Natural language region descriptions:
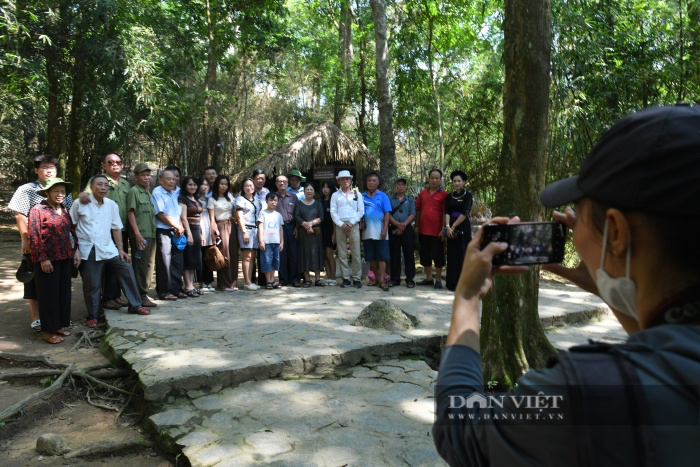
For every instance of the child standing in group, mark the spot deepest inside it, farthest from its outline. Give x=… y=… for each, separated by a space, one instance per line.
x=270 y=240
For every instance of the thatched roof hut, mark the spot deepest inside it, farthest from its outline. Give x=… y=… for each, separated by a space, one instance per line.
x=319 y=152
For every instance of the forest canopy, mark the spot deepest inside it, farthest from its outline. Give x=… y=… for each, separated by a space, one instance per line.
x=225 y=83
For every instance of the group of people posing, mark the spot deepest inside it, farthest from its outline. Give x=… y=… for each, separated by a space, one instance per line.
x=171 y=228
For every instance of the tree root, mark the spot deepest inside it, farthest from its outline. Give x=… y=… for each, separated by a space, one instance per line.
x=13 y=409
x=100 y=406
x=86 y=338
x=30 y=358
x=91 y=375
x=108 y=448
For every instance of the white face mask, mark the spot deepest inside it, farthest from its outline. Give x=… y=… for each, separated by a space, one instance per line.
x=619 y=293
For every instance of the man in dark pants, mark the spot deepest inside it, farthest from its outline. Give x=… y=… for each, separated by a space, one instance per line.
x=169 y=259
x=99 y=232
x=118 y=188
x=401 y=234
x=142 y=231
x=289 y=273
x=259 y=179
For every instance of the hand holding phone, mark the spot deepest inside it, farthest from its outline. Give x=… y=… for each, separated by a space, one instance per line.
x=528 y=242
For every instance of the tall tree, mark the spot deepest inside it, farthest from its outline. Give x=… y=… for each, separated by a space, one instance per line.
x=512 y=337
x=387 y=146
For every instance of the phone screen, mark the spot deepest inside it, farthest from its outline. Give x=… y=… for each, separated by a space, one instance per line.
x=528 y=242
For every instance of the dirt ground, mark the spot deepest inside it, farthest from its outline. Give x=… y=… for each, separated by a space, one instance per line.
x=66 y=412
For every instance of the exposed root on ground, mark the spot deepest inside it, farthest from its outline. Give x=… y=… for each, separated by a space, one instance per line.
x=108 y=448
x=118 y=393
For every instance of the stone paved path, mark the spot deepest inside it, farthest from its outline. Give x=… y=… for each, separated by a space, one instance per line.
x=282 y=377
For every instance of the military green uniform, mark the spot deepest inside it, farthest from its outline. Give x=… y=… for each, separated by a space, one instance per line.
x=117 y=193
x=138 y=200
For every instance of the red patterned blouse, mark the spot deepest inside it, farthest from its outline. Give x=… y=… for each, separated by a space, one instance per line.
x=51 y=235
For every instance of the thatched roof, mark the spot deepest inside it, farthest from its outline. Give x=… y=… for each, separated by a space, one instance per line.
x=321 y=146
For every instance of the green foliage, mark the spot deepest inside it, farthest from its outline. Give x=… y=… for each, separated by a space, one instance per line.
x=138 y=72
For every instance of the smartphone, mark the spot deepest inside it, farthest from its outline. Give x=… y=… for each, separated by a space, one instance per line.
x=528 y=242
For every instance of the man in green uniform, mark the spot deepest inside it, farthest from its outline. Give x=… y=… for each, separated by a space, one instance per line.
x=142 y=231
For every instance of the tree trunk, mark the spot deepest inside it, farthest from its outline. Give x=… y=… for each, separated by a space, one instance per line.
x=387 y=147
x=363 y=82
x=512 y=338
x=53 y=75
x=436 y=98
x=74 y=151
x=345 y=53
x=209 y=83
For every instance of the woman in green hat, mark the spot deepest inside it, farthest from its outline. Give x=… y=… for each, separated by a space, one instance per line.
x=54 y=249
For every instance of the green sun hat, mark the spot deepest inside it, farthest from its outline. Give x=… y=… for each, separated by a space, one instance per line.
x=51 y=182
x=296 y=173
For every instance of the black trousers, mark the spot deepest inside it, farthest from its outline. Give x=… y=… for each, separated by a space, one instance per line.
x=405 y=243
x=169 y=264
x=54 y=294
x=456 y=249
x=289 y=272
x=110 y=288
x=92 y=273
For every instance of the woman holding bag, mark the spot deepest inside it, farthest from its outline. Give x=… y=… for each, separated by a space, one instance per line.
x=54 y=249
x=308 y=214
x=223 y=234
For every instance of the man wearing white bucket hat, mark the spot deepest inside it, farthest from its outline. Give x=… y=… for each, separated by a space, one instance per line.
x=347 y=208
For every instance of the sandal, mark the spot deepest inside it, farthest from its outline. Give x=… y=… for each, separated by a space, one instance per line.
x=52 y=338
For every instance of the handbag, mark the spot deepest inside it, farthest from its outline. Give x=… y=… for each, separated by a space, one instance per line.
x=25 y=272
x=214 y=259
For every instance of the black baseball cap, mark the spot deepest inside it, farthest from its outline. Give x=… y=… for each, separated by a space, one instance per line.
x=649 y=162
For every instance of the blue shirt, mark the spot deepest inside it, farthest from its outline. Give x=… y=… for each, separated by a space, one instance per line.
x=375 y=208
x=300 y=192
x=165 y=202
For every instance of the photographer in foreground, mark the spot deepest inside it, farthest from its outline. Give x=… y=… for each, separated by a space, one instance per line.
x=637 y=213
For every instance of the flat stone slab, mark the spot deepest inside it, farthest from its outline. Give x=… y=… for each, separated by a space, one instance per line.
x=379 y=414
x=604 y=328
x=281 y=377
x=225 y=339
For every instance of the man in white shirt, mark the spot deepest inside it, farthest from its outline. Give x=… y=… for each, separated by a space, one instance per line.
x=347 y=208
x=99 y=231
x=169 y=258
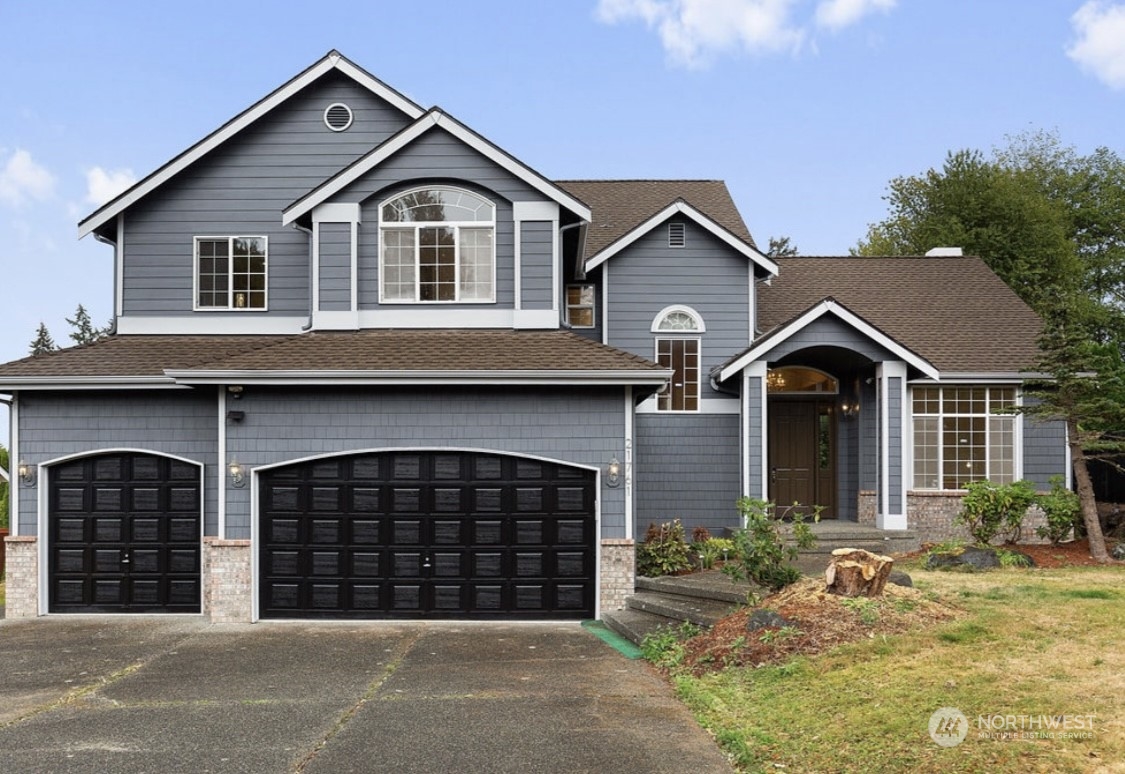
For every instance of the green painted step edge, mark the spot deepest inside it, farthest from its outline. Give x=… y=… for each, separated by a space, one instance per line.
x=612 y=639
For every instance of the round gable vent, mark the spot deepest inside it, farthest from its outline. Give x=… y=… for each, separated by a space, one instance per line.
x=338 y=117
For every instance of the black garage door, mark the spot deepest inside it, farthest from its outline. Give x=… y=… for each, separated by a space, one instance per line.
x=124 y=534
x=428 y=534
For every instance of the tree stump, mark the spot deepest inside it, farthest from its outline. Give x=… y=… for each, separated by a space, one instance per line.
x=854 y=572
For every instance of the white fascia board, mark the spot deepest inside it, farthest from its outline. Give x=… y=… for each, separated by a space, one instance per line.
x=816 y=313
x=333 y=61
x=682 y=208
x=431 y=119
x=78 y=383
x=515 y=377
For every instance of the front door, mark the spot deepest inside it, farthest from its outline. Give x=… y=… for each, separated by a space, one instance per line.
x=802 y=468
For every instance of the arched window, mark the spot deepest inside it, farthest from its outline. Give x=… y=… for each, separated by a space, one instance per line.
x=438 y=244
x=680 y=352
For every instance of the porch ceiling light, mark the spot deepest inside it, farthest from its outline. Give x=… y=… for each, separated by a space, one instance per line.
x=613 y=473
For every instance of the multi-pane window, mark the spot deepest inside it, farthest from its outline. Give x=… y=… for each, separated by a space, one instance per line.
x=959 y=437
x=438 y=245
x=579 y=305
x=231 y=272
x=681 y=354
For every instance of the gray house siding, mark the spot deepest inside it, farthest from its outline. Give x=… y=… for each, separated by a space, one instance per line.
x=537 y=240
x=335 y=267
x=687 y=468
x=240 y=189
x=575 y=425
x=171 y=422
x=705 y=275
x=1044 y=451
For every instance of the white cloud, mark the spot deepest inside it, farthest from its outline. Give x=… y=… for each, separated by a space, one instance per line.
x=836 y=15
x=23 y=179
x=104 y=185
x=1100 y=45
x=694 y=32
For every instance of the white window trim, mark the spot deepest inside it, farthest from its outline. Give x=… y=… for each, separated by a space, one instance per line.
x=230 y=290
x=700 y=327
x=699 y=380
x=1017 y=435
x=457 y=249
x=592 y=306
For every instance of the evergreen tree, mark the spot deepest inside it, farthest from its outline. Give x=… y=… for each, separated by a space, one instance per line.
x=43 y=342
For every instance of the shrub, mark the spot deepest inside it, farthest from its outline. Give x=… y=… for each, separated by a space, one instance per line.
x=991 y=510
x=761 y=554
x=1062 y=510
x=664 y=550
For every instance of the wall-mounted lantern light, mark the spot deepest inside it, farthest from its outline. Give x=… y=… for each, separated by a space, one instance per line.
x=237 y=476
x=613 y=473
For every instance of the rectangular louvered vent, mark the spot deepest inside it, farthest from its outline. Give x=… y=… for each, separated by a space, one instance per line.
x=677 y=235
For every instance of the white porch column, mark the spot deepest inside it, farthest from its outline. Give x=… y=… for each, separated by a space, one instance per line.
x=893 y=414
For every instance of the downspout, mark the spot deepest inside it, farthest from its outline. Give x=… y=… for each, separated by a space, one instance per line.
x=308 y=326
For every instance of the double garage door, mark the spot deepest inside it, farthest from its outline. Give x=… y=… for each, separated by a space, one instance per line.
x=426 y=533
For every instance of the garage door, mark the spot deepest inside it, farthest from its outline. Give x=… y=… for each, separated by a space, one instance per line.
x=124 y=534
x=428 y=534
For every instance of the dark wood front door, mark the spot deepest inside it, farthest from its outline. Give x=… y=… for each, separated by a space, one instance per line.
x=802 y=456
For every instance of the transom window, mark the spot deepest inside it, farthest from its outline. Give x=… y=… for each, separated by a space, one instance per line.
x=438 y=245
x=959 y=438
x=579 y=305
x=231 y=272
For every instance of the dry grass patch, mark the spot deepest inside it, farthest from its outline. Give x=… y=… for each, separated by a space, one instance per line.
x=857 y=694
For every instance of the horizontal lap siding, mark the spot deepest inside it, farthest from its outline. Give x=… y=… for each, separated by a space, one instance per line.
x=705 y=275
x=536 y=264
x=577 y=425
x=687 y=468
x=53 y=425
x=241 y=190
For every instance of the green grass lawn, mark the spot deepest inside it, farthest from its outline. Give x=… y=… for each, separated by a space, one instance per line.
x=1035 y=645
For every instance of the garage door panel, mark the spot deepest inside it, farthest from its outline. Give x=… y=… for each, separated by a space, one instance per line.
x=115 y=545
x=428 y=533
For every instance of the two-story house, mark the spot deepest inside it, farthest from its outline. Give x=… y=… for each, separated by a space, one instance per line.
x=368 y=365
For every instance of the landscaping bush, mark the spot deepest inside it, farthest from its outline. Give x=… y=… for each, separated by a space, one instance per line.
x=996 y=510
x=1062 y=509
x=664 y=550
x=761 y=554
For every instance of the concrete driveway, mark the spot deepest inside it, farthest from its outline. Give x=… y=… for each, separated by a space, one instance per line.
x=177 y=694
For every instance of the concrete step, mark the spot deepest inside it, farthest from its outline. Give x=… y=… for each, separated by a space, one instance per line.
x=698 y=611
x=635 y=624
x=709 y=585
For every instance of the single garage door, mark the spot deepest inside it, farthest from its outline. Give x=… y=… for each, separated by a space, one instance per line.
x=428 y=534
x=124 y=534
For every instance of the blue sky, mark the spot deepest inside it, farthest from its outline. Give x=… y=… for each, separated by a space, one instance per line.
x=807 y=108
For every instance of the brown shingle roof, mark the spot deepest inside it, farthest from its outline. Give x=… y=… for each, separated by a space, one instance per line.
x=426 y=350
x=954 y=312
x=619 y=206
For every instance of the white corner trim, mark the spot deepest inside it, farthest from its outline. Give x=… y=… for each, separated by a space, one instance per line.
x=330 y=62
x=703 y=221
x=828 y=306
x=336 y=212
x=534 y=210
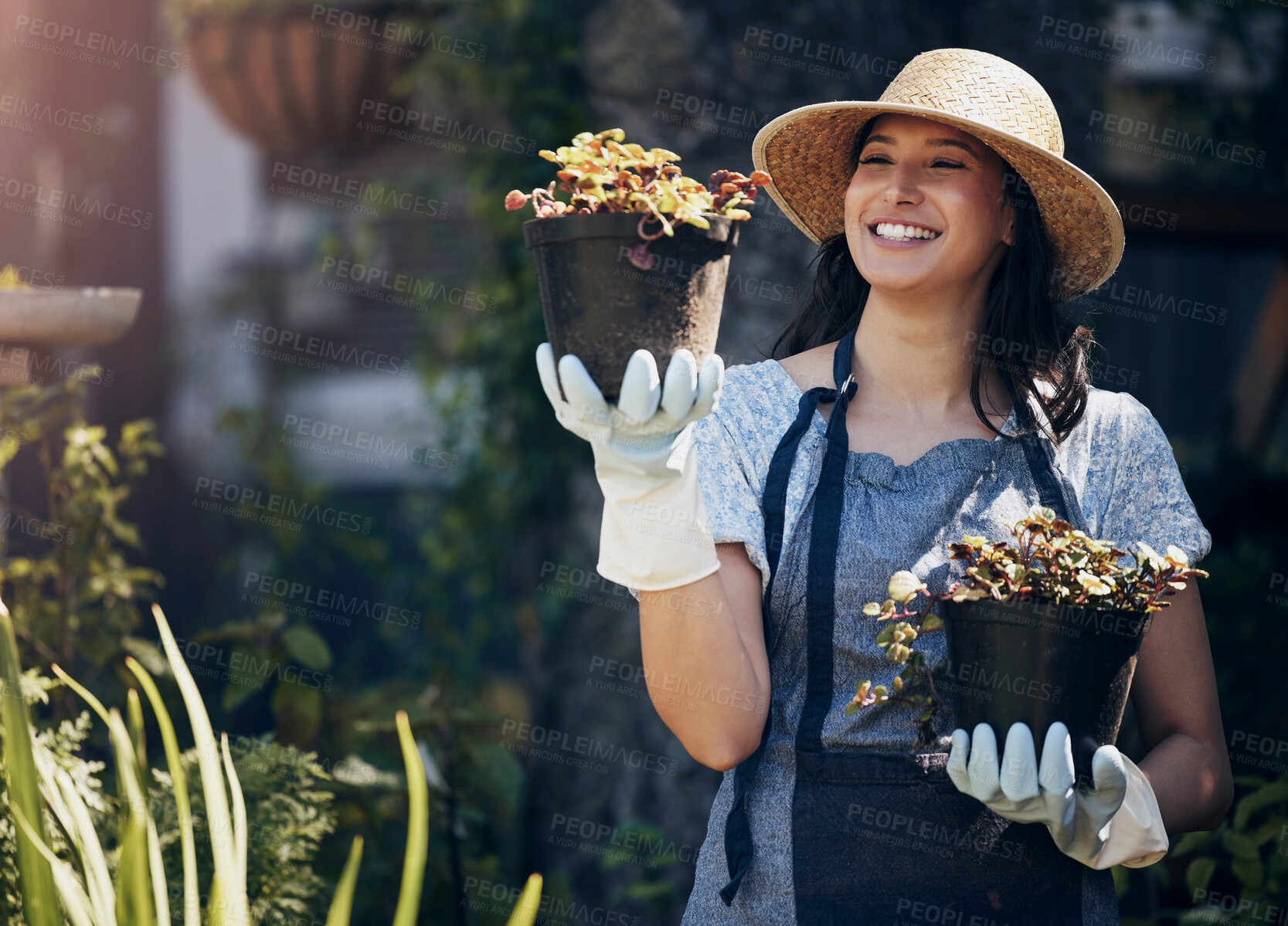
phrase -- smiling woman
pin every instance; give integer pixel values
(988, 248)
(909, 436)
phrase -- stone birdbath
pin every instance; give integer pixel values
(36, 317)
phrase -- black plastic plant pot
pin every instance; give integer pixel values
(1041, 662)
(602, 307)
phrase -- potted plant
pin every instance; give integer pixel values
(297, 76)
(637, 258)
(1042, 630)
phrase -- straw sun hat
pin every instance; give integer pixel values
(807, 152)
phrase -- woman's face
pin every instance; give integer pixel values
(932, 175)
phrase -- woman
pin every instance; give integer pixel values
(948, 224)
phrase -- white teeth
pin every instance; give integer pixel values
(893, 231)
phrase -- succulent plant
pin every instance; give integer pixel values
(602, 173)
(1050, 561)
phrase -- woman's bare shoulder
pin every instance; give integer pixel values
(812, 368)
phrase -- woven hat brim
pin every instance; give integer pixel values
(807, 154)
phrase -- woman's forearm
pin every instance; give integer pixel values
(1191, 782)
(701, 673)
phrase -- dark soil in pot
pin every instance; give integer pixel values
(1040, 662)
(602, 307)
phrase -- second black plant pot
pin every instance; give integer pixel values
(602, 307)
(1041, 662)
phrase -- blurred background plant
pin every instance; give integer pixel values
(69, 565)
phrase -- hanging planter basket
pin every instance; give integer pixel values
(602, 306)
(293, 83)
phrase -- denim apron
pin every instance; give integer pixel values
(851, 808)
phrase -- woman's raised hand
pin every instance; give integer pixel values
(654, 534)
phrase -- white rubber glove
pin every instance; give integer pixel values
(1117, 822)
(654, 531)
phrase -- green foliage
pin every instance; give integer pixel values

» **WHAT YOU NEED TO DO**
Please reproduce the lines from the line with "phrase -- smiling woman" to the line with "phrase -- green foliage", both ends included, exactly as they appear above.

» **ANSWER SPACE**
phrase -- smiling woman
pin every instance; give integer pixel values
(988, 248)
(909, 436)
phrase -- stone birdbath
pin every instance; give integer pixel values
(36, 317)
phrase -- black plastic plant pot
pin every instance; give integer pixel values
(1041, 662)
(602, 307)
phrase -- potted plant
pin every instance; give integer pixel values
(297, 76)
(637, 258)
(1042, 630)
phrase -- straw sun hat
pin every instance; give integer pixel values
(807, 152)
phrase -- woman's face
pin every instance; give integer pixel values
(932, 175)
phrase -- woman
pin every instance; give integer pixel values
(948, 224)
phrase -- white teeth
pin every instance; give integer pixel values
(893, 231)
phrase -- succulent plant
pin every instance; give integer pixel values
(602, 173)
(1050, 561)
phrase -- woman's bare shoulder
pin every instance; give integer pixel values
(812, 368)
phrase -- woven hat brim
pin every instance; give integer pixel values
(807, 154)
phrase -- woman's forearm
pin every instance; give integer pixel values
(1191, 782)
(701, 673)
phrase -- dark soil in pot
pin every instance; give integer pixel values
(1040, 662)
(602, 307)
phrase -- second black plant pot
pin every instance; give integer pixel values
(602, 307)
(1041, 662)
phrase -- blurred background plant
pin every instance; give integer pixel values
(69, 565)
phrase -- hanging planter basket
pin every instance; give integer pixel values
(602, 306)
(293, 83)
phrase -- denim apron
pin every instance; give integer pixel values
(851, 808)
phrase -- woman's raised hand
pin every instance; give integer pixel values
(654, 534)
phrase -- white rubber glove
pin every instance; give integer pixel values
(1117, 822)
(654, 531)
phrase -- green foliage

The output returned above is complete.